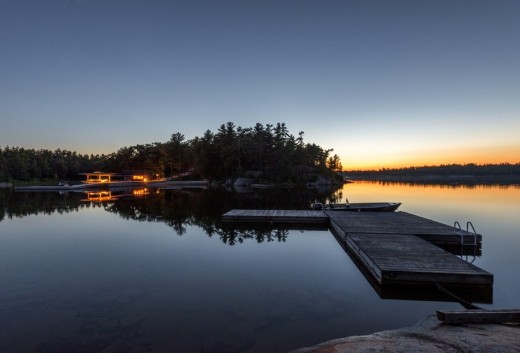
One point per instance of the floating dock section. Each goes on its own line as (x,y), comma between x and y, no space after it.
(393,247)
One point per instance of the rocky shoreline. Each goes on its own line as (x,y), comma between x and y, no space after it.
(428,336)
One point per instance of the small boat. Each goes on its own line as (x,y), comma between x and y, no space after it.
(363,206)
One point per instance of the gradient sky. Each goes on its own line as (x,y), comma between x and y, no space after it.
(384,83)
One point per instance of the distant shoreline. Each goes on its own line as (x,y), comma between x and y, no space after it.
(443,179)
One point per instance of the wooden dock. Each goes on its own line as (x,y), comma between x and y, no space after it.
(403,223)
(394,247)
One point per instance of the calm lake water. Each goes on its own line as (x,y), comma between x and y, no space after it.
(154,271)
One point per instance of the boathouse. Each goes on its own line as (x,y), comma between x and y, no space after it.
(125,176)
(98,177)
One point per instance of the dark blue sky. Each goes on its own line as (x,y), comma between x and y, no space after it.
(382,82)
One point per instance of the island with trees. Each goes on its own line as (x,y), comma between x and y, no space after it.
(264,153)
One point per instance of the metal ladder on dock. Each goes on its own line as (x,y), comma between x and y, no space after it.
(458,230)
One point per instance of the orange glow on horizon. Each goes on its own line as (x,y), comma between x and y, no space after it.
(490,155)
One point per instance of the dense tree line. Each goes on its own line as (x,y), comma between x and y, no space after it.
(267,152)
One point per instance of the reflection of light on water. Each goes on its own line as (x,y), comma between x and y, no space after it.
(140,192)
(99,195)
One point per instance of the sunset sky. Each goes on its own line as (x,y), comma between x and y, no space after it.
(384,83)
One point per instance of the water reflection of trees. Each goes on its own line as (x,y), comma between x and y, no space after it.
(23,204)
(178,209)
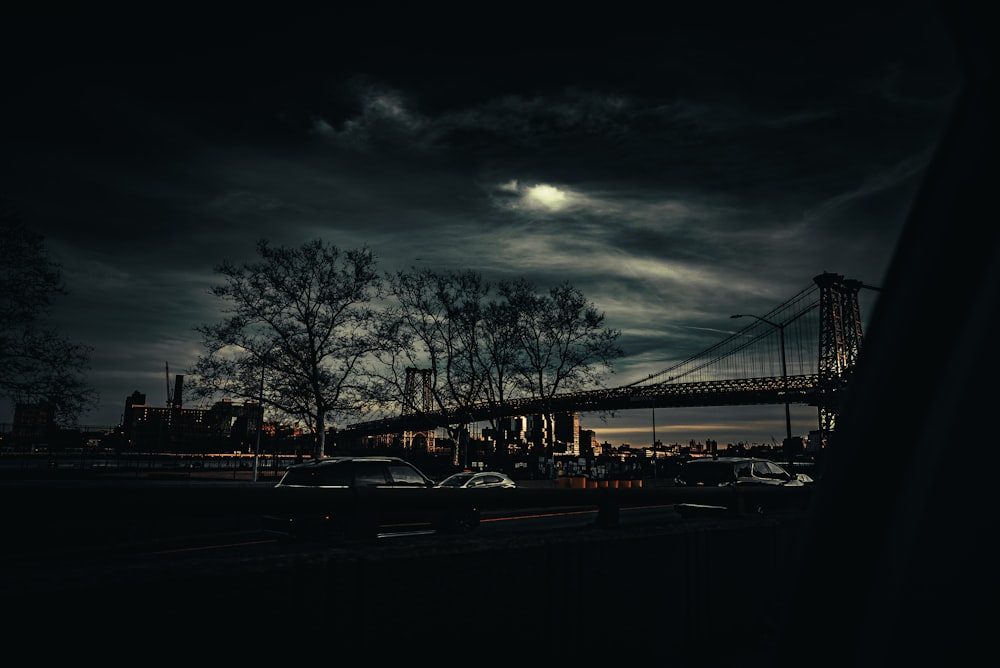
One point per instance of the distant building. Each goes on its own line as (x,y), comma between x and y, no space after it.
(225,427)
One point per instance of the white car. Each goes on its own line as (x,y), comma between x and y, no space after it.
(717,471)
(477,480)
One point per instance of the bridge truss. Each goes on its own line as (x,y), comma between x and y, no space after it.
(802,352)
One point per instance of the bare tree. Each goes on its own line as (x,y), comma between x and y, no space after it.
(435,319)
(300,328)
(37,365)
(563,343)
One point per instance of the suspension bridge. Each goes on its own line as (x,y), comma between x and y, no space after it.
(802,352)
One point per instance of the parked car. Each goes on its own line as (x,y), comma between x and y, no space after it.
(478,480)
(718,471)
(364,497)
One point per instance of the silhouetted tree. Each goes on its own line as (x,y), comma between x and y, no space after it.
(434,320)
(484,346)
(300,327)
(562,341)
(37,365)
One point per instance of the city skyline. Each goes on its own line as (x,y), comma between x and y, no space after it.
(676,172)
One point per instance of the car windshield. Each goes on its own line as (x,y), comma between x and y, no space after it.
(456,480)
(707,473)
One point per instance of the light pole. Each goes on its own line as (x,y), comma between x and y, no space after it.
(784,368)
(260,424)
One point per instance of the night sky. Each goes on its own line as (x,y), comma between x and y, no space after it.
(676,165)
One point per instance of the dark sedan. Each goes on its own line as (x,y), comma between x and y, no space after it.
(364,497)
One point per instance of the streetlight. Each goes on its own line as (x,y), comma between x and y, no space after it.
(260,423)
(784,368)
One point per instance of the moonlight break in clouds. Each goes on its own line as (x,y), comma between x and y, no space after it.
(675,170)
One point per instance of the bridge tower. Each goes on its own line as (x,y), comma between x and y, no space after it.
(840,338)
(417,399)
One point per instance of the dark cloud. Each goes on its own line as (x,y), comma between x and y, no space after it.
(677,164)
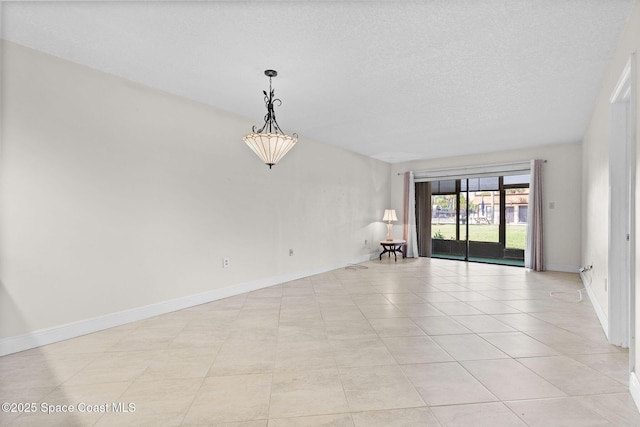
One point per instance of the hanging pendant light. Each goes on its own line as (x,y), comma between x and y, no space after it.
(269,142)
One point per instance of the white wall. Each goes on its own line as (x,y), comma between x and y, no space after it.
(595,179)
(562,233)
(115,196)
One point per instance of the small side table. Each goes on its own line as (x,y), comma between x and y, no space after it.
(393,246)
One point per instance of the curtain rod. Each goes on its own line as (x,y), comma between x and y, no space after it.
(472,166)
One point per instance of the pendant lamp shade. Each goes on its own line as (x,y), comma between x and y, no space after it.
(270,147)
(269,142)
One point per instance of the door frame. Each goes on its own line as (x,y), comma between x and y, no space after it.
(622,239)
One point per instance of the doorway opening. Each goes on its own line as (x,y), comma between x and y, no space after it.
(476,219)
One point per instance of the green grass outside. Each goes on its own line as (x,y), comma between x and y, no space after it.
(516,234)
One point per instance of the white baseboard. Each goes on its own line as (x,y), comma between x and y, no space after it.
(604,321)
(562,268)
(634,388)
(75,329)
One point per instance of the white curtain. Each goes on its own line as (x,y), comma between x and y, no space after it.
(533,256)
(409,230)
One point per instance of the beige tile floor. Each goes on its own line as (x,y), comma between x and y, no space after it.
(418,342)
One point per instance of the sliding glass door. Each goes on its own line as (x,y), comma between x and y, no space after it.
(479,219)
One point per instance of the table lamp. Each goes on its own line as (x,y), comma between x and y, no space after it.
(389,215)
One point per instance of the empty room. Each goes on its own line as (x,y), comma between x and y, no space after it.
(319,213)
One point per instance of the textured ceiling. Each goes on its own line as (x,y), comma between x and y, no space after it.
(395,80)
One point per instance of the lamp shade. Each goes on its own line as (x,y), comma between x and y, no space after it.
(390,215)
(270,147)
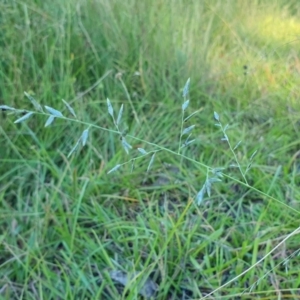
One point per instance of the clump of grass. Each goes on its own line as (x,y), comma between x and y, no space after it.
(53,113)
(213,174)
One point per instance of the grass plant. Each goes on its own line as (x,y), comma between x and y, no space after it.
(134,186)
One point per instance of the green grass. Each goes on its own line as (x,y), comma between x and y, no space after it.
(65,223)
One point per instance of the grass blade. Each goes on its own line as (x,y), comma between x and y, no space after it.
(54,112)
(151,162)
(49,121)
(71,110)
(23,118)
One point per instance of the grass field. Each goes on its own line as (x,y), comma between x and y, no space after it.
(69,230)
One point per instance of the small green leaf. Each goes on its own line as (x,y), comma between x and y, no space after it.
(110,108)
(36,105)
(23,118)
(151,162)
(120,115)
(71,110)
(216,116)
(84,137)
(54,112)
(143,151)
(114,169)
(49,121)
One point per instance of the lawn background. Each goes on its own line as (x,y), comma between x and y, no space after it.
(65,224)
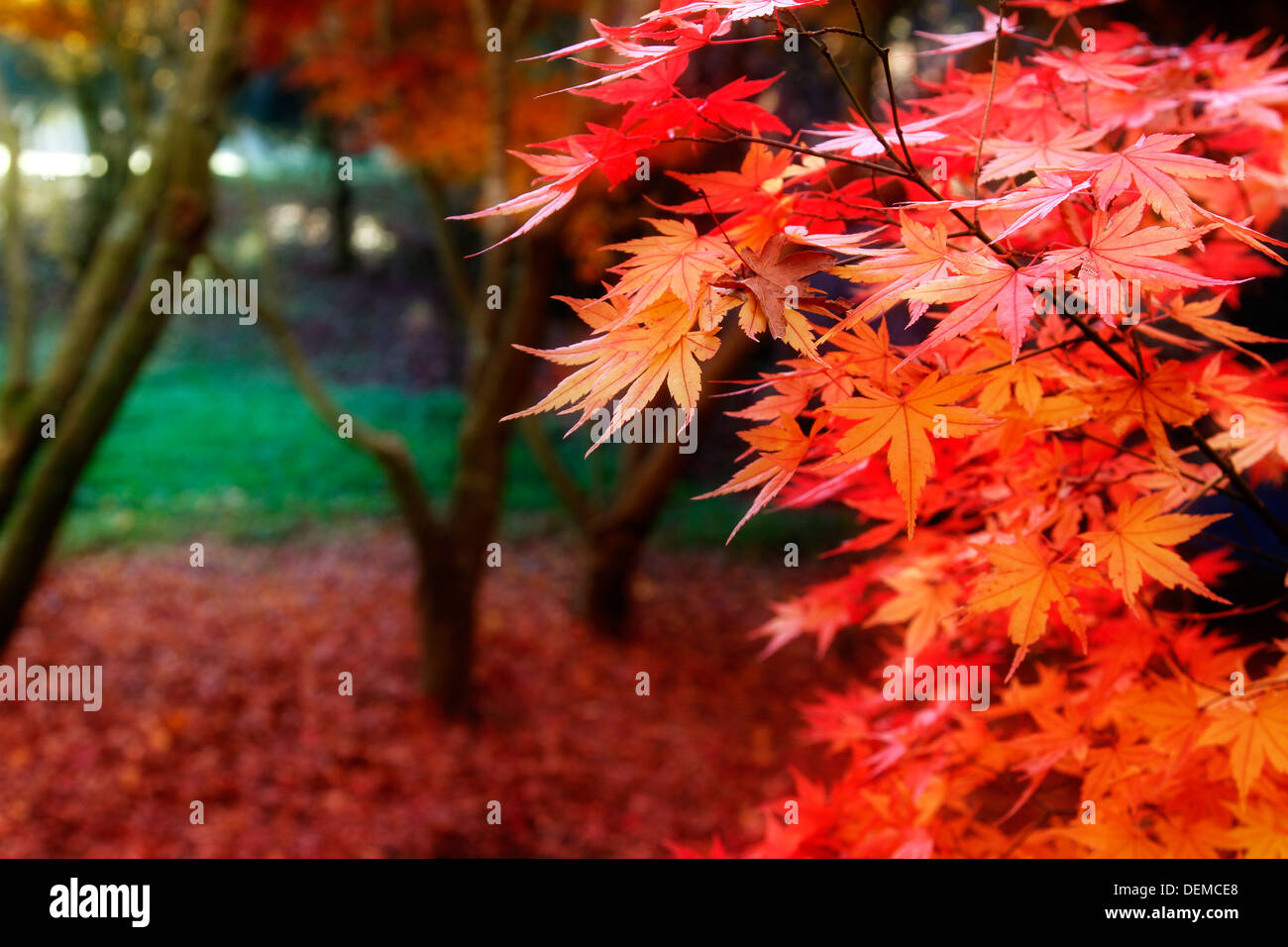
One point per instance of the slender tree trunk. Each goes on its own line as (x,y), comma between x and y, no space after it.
(17,274)
(498,379)
(342,204)
(616,539)
(35,513)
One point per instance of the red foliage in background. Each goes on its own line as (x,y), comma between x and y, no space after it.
(1024,474)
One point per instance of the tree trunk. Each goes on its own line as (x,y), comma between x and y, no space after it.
(616,539)
(37,512)
(497,381)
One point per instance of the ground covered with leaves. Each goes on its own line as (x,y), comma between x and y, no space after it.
(220,685)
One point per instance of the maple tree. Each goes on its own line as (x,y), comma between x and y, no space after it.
(56,408)
(1076,222)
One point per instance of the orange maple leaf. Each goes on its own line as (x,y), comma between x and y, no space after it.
(1137,547)
(1256,732)
(1029,581)
(905,423)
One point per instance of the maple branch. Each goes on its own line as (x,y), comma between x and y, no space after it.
(884,54)
(798,149)
(992,89)
(854,99)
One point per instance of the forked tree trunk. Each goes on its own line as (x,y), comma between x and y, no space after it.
(48,472)
(616,539)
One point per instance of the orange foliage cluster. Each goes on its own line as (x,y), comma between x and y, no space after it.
(1022,472)
(407,73)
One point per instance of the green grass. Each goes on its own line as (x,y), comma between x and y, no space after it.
(231,450)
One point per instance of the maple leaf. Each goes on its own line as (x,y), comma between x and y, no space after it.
(658,347)
(1012,158)
(905,423)
(923,257)
(1256,732)
(1198,316)
(1137,547)
(957,43)
(1100,68)
(782,447)
(1035,200)
(678,261)
(990,286)
(858,141)
(1029,581)
(1166,395)
(922,599)
(1153,167)
(774,279)
(1121,248)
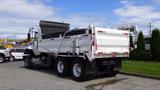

————————

State how many lines of the data above contain the word "foliage". Reply with the number alone.

[Result]
2